------ Geselecteerd fragment
De impact van de ingebruikname van de Westerscheldetunnel op het verkeer werd inmiddels bestudeerd. Voor de prognoses op het vlak van de verkeersintensiteit werd het multimodaal verkeersmodel van de provincie Oost-Vlaanderen gebruikt. Het multimodaal verkeersmodel van Zeeland, waar de Westerschelde-oeververbinding is gelegen, werd ingepast in het verkeersmodel van Oost-Vlaanderen. Uit de analyse blijkt dat het grootste deel van het verkeer in Nederland blijft. De invloed van de Westerscheldetunnel beperkt zich nu tot de onmiddellijke omgeving van Zelzate, waar op de Traktaatweg het verkeer tegen 2010 zal stijgen met ongeveer 4.400 personenwagenequivalenten per dag. Verder blijkt dat een stijging van de verkeersdrukte in deze regio meer te verwachten is van de ontwikkelingen in Zeeland en in het havengebied dan van de aanleg van de Westerscheldetunnel.
Deze vaststellingen zijn in overeenstemming met de functie van de Westerscheldetunnel als wegverbinding van regionaal belang. De door u verwachte verkeersproblemen moeten dan ook worden gerelativeerd. Indien de aanleg van de tunnel van Sluiskil veel bijkomend verkeer aantrekt, verbetert hij de verkeersleefbaarheid van de Gentse regio niet, integendeel. De aanleg van de tunnel van Sluiskil mag daarom niet leiden tot een opwaardering van deze verbinding van regionaal niveau naar internationaal niveau. Het bijkomend doorgaand verkeer zou de verkeersleefbaarheid in de Gentse regio aantasten.
------------
------ Bijbehorend materiaal
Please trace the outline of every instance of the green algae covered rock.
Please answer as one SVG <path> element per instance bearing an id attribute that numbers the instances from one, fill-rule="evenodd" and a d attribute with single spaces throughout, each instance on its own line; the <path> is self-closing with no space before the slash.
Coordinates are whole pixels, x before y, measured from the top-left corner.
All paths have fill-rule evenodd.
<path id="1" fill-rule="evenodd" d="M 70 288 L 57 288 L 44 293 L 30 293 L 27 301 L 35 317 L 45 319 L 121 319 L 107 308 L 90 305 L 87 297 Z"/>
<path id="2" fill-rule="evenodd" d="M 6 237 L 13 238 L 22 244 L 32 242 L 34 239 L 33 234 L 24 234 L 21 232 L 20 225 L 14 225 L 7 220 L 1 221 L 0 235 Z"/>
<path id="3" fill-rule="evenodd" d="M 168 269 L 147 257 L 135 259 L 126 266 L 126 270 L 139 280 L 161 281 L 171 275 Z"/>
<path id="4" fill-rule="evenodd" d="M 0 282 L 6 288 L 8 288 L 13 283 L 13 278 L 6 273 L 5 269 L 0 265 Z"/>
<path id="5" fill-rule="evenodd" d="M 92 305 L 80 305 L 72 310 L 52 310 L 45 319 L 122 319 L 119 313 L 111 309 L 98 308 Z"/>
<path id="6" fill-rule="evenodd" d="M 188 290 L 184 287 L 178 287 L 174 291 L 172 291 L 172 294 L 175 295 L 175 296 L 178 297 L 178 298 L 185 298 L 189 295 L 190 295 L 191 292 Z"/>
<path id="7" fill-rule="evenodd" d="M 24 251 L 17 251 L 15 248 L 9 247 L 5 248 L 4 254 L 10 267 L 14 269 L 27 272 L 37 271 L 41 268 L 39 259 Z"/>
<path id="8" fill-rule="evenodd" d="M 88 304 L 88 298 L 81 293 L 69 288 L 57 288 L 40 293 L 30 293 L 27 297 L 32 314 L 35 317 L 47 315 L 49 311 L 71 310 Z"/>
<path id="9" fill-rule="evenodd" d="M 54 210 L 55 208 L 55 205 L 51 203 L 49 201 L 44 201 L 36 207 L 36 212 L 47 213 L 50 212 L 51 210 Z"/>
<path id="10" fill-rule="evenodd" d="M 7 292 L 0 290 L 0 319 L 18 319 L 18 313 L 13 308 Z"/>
------------
* Schriftelijke opdrachten
- 1) Maak van het deel van de records vanaf het begin tot en met de regel met "70 288 L 57" een genummerde lijst, zonder lege regels.
- 2) Zet het fragment over de Westerscheldetunnel voort vanaf de laatste zin.
Het fragment en de records staan volledig los van elkaar.

* Definitieve antwoorden
- 1)
1. Please trace the outline of every instance of the green algae covered rock.
2. Please answer as one SVG <path> element per instance bearing an id attribute that numbers the instances from one, fill-rule="evenodd" and a d attribute with single spaces throughout, each instance on its own line; the <path> is self-closing with no space before the slash.
3. Coordinates are whole pixels, x before y, measured from the top-left corner.
4. All paths have fill-rule evenodd.
5. <path id="1" fill-rule="evenodd" d="M 70 288 L 57 288 L 44 293 L 30 293 L 27 301 L 35 317 L 45 319 L 121 319 L 107 308 L 90 305 L 87 297 Z"/>

- 2)
Een internationale verbinding is hier volgens het Ruimtelijk Structuurplan Vlaanderen dan ook niet gewenst. Bij de dimensionering van de tunnel Sluiskil zou hiermee rekening moeten worden gehouden.
De voorzitter : De heer Holemans heeft het woord.
De heer Dirk Holemans : Dit korte antwoord van de minister verbaast me. De problematiek van de Westerscheldetunnel moet bekeken worden in het licht van de helaas dichtslibbende wegen in Antwerpen. Eens de tunnel klaar is, krijgt het vrachtwagenverkeer dat zich ter hoogte van Bergen op Zoom bevindt, een keuze van wegen om Frankrijk te bereiken. Via een systeem van communicerende vaten zullen ze kunnen kiezen voor de flessenhals van Antwerpen of voor deze nieuwe tunnel en een andere weg door Vlaanderen.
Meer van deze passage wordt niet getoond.